Instructions to follow: Go to the line containing "Spot the tree" in the records below and retype from there through the final line, exactly.

---- Records provided

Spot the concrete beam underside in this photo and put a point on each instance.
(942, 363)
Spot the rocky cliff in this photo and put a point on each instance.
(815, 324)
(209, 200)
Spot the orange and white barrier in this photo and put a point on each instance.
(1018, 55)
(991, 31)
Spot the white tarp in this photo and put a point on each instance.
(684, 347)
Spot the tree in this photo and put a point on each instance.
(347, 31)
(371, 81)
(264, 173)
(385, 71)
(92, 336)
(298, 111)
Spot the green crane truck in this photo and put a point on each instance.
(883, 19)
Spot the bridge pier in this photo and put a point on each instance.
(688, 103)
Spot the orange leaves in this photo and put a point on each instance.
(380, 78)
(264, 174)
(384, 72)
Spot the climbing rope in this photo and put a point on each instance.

--------

Response to this exercise:
Spot the tree in this photo and put a point on each instance.
(347, 31)
(371, 81)
(264, 173)
(385, 71)
(92, 336)
(298, 111)
Spot the green crane truck in this photo and put a point on each instance.
(883, 19)
Spot the bridge pier in this photo and put a point on each instance.
(688, 103)
Spot the orange leaves in this photo and put a point on each instance.
(380, 78)
(264, 174)
(384, 72)
Spot the climbing rope in this photo and put a point on each instance.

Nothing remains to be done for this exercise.